What to do: Convert the rows below into a two-column CSV with the headers "text" and "answer", giving each row its own line. Put each row's text and its answer in one quoted field apiece, replace line breaks with spaces, and leave out the pictures.

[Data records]
>>

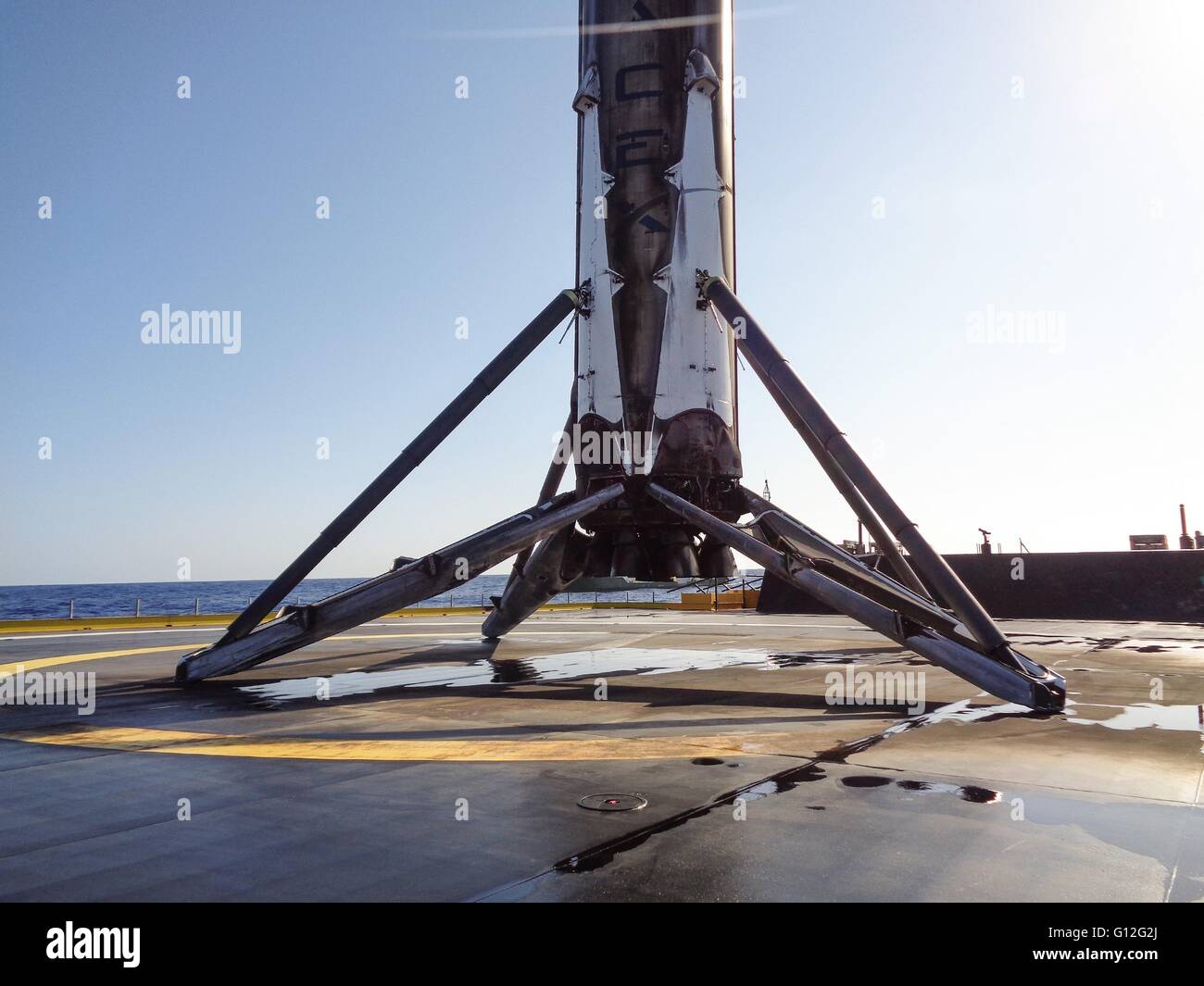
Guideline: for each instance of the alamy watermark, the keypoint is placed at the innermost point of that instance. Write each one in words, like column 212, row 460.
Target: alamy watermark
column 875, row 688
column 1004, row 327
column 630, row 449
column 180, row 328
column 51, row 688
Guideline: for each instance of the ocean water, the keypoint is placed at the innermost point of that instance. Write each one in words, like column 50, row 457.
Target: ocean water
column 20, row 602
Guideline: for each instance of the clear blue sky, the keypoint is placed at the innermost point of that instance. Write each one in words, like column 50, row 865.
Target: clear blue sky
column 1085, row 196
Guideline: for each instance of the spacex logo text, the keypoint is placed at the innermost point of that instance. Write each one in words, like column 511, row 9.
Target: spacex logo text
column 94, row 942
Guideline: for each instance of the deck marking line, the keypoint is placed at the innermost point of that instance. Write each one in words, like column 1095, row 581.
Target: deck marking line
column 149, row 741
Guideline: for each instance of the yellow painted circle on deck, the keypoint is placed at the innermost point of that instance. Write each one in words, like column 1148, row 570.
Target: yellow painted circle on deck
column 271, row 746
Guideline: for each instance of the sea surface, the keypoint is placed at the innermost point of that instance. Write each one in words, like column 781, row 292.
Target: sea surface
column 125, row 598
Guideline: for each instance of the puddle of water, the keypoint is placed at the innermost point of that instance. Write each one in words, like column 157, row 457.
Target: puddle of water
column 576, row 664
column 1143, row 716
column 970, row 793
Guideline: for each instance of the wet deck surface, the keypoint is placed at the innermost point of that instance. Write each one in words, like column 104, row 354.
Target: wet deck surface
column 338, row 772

<<

Task answer:
text,answer
"Guideline: for each instance of the alamy watermark, the keypoint is placed at the innermost point of that instance. Write each one in words, like column 212, row 460. Target: alamy watermark","column 875, row 688 column 1004, row 327 column 630, row 449 column 180, row 328 column 51, row 688"
"Guideline: for each instance of the ocean water, the keypoint is placed at the innermost point of that instance. Write each one in words, like column 50, row 457. Target: ocean water","column 20, row 602"
"Guideline: for each instance of the clear blue sky, the keypoint is placed at the innermost point of that instance. Write each one in words, like column 50, row 865. Target: clear blue sky","column 1085, row 196"
"Guideline: for each instance of the spacex logo text, the keypoint is placed at the innermost point of that instance. Write each one in words, like column 511, row 9. Target: spacex logo text","column 94, row 942"
"Guideline: for each instance of the deck marking line, the keypoint is placed at the innermost point of that instance. Write each one in words, like column 1095, row 581. Target: deck marking line","column 149, row 741"
"Guideline: for each instance of the yellow painted circle on deck, the keypoint is placed at the innermost point of that instance. Write each one in words, like column 1148, row 570. Target: yellow painted circle on deck","column 271, row 746"
"Guideline: for each instance of the sea surface, the keypoint is placed at the innermost point of that instance. Write each one in words, like column 781, row 292. Target: sea surface","column 125, row 598"
"Guideline: for each instance of the puddle of water, the keypoint is placed at the innermost point of that instance. Write each one in words, like column 157, row 457. Target: puddle of water","column 576, row 664 column 1143, row 716 column 970, row 793"
"Guideline: for each instance of the wet deck surface, the keypoint is placed at the innermost point of that instance. Write each one in words, like column 104, row 354. Target: wet deck surface","column 338, row 772"